--- START ITEMS ---

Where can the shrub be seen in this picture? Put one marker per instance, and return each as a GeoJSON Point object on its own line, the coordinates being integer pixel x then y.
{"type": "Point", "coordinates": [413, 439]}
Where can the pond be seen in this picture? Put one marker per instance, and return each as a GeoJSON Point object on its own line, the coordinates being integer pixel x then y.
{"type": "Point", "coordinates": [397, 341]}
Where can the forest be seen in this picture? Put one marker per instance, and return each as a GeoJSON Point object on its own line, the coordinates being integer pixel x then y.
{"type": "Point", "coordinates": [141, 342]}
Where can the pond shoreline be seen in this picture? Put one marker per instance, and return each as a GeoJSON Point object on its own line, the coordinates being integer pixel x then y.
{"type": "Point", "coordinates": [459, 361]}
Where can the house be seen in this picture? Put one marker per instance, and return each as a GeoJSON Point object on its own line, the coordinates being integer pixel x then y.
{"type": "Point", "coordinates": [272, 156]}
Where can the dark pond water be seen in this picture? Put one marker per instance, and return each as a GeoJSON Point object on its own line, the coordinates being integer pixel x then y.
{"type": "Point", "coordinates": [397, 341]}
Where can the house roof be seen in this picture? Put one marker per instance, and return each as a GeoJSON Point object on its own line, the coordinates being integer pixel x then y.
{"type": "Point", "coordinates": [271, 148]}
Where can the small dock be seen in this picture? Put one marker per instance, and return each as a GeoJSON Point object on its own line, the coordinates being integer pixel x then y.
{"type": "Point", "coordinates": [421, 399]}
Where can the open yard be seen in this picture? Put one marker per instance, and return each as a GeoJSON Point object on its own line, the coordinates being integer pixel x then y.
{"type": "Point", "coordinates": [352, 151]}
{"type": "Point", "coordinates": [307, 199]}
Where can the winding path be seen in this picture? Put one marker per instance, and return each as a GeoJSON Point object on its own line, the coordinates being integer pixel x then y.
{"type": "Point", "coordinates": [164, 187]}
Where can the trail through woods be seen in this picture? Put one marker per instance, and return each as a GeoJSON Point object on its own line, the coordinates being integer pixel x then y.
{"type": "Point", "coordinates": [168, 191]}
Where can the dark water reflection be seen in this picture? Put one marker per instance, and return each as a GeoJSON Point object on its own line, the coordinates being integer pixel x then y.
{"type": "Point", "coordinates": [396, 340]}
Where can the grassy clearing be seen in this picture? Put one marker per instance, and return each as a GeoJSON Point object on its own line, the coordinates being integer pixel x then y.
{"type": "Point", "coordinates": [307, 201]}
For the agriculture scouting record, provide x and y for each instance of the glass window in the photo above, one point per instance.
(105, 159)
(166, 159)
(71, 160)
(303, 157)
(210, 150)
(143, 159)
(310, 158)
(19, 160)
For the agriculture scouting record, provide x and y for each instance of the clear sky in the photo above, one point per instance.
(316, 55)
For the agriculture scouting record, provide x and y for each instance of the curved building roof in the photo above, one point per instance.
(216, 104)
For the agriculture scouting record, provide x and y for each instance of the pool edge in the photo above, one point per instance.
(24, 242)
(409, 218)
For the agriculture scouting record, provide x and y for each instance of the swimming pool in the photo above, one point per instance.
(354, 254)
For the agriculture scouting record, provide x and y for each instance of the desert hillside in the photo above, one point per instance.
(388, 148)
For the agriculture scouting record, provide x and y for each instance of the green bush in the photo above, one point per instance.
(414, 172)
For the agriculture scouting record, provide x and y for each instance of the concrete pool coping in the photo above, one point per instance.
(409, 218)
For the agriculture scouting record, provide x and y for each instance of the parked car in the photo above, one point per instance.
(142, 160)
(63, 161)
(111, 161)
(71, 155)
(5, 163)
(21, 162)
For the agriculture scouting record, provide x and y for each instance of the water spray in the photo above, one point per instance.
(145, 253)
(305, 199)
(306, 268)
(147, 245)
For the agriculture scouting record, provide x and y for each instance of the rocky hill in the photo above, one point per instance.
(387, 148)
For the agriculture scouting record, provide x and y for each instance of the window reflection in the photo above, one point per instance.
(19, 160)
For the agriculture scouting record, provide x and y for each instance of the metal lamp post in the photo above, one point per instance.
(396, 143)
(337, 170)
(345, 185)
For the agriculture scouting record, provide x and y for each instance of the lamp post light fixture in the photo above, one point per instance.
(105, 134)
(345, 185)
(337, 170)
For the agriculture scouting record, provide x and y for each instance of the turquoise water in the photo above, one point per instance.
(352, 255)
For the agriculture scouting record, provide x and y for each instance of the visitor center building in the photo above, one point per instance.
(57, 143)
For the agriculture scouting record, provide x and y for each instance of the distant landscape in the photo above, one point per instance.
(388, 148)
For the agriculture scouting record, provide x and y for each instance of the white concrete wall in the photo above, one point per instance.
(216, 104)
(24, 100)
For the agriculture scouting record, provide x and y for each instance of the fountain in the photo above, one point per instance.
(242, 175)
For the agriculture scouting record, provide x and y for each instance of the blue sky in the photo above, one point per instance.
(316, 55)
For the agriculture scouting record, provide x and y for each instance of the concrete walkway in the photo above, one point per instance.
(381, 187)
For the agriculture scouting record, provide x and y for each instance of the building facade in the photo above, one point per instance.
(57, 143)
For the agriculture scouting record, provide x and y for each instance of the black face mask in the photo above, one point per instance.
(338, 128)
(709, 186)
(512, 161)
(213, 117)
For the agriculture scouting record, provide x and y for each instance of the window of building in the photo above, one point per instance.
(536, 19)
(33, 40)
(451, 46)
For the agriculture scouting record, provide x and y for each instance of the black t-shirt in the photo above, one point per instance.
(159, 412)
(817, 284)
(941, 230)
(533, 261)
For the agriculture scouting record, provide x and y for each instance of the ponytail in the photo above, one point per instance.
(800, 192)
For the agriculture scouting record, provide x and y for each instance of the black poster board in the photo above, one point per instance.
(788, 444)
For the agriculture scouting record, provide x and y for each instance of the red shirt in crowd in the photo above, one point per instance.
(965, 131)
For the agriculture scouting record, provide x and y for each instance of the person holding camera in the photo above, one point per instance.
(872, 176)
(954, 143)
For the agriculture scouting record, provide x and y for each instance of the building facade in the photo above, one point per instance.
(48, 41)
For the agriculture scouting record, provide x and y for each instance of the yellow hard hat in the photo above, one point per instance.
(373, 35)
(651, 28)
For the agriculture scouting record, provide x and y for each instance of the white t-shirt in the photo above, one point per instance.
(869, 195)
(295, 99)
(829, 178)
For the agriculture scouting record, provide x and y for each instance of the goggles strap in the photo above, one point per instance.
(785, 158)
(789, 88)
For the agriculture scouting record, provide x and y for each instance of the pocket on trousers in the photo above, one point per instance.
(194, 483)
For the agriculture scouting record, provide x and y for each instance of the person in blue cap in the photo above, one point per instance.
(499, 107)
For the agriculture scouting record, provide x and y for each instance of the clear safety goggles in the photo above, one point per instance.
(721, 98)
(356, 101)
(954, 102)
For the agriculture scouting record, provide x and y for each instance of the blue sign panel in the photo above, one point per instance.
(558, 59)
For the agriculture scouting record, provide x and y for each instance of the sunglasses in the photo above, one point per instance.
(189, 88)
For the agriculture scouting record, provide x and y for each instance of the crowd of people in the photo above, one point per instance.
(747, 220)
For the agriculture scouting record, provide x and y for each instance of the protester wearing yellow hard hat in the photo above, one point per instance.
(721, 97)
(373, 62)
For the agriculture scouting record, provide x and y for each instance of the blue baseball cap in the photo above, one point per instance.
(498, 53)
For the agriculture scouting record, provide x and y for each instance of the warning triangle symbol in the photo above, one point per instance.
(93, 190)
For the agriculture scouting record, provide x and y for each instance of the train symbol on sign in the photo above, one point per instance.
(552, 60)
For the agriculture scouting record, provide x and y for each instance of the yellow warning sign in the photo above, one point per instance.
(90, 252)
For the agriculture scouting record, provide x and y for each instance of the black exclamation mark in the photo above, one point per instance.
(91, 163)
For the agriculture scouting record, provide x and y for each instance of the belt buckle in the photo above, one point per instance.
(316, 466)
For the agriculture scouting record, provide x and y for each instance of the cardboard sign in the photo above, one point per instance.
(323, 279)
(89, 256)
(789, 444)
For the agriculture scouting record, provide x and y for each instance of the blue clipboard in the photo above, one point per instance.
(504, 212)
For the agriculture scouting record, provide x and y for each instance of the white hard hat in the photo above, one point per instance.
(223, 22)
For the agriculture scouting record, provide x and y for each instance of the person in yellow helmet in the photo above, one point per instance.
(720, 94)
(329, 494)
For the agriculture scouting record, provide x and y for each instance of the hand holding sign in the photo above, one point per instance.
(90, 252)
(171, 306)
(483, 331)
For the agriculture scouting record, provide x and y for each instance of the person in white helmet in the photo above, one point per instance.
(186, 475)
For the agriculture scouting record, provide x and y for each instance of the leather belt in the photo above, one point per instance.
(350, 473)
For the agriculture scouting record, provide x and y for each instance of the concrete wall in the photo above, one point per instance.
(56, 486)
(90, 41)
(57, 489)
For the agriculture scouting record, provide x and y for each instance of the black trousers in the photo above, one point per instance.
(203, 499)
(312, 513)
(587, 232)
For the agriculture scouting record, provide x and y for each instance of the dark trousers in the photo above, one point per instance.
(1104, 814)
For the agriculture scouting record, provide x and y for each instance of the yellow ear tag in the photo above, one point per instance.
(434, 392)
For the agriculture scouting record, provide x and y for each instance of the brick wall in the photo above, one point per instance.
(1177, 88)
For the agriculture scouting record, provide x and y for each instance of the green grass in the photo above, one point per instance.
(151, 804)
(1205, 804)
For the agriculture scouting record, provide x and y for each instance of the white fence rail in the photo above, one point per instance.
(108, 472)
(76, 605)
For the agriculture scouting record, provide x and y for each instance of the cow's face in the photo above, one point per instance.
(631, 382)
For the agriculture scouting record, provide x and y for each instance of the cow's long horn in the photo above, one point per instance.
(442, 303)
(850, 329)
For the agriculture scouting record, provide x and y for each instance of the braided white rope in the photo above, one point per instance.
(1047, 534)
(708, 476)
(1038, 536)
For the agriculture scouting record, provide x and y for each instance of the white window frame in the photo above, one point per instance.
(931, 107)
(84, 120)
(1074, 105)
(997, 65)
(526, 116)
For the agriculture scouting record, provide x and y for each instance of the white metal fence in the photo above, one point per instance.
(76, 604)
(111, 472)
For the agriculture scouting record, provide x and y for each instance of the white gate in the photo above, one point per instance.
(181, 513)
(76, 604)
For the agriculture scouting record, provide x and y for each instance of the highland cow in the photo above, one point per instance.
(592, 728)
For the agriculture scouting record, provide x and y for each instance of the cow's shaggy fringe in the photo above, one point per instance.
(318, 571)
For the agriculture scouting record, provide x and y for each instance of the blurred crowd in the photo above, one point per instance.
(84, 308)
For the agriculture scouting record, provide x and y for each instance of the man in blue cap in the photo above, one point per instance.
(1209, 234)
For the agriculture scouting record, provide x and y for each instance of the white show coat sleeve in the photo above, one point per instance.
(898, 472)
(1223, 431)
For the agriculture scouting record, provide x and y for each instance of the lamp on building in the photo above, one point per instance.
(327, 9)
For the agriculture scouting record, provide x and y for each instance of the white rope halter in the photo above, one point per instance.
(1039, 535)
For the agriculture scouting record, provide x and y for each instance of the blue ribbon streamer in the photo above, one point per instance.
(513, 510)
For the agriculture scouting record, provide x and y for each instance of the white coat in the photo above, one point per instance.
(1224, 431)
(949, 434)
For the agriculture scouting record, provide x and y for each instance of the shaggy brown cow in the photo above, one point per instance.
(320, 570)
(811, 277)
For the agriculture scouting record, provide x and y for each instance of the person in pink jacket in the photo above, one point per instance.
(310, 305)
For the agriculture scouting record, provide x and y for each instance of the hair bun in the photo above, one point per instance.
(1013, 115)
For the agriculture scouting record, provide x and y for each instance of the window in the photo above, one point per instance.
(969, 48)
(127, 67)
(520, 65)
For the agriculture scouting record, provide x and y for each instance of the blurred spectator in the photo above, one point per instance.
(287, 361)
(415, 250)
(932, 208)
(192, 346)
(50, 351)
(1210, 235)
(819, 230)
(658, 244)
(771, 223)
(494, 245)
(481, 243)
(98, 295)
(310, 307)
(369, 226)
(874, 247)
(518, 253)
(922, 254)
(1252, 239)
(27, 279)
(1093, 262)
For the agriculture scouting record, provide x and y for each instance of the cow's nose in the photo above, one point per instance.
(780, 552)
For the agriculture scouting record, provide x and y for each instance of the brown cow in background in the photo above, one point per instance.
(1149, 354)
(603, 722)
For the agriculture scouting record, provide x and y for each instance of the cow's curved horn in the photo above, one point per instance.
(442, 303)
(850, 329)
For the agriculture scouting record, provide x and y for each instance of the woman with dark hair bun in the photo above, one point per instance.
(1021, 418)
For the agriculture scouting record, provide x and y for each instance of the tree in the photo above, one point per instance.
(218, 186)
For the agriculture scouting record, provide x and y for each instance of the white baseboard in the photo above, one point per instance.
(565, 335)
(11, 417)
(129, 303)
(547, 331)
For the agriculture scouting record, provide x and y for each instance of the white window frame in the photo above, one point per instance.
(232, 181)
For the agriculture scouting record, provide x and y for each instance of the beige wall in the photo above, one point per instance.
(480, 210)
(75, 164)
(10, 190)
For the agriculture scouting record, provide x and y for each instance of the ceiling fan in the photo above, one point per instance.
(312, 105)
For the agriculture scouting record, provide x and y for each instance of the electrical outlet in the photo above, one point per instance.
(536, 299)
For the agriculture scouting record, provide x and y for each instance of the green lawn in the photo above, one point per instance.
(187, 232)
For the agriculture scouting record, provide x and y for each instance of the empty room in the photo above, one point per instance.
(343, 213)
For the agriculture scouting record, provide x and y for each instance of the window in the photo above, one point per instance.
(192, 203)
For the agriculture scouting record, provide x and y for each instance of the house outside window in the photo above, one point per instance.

--- END ITEMS ---

Reproduce the listing from the line containing "the white baseboard" through the end, both included. Change "ceiling fan" to "overhead fan" and leave everything else untouched.

For the agriculture scouting record, provide x and y for each instance of the white baseboard in the photo above, one point per instance.
(565, 335)
(11, 417)
(129, 303)
(547, 331)
For the agriculture scouting record, provide x and y for each instance of the white window frame in the photo above, one point per instance.
(232, 181)
For the agriculture scouting record, provide x and y for each instance of the beige wall in the photo above, one point per instance.
(480, 210)
(75, 164)
(10, 190)
For the agriculture scouting record, provide x and y for each instance of the overhead fan in the photo above, one point per instance.
(312, 105)
For the agriculture scouting record, provide x and y for each instance of the electrical outlet in the photo above, one point per instance.
(536, 299)
For the agriculture scouting record, provide x and y for each instance of the green lawn in the photo above, one point per instance.
(187, 232)
For the agriculture scouting record, provide x and y for each instance of the empty room in the photo above, one point per instance.
(343, 213)
For the agriculture scouting record, provide x and y for each instance of the window in the photo above, one point per instance.
(192, 203)
For the agriculture scouting record, provide x and y for each instance of the house outside window in the photo above, one point per instance.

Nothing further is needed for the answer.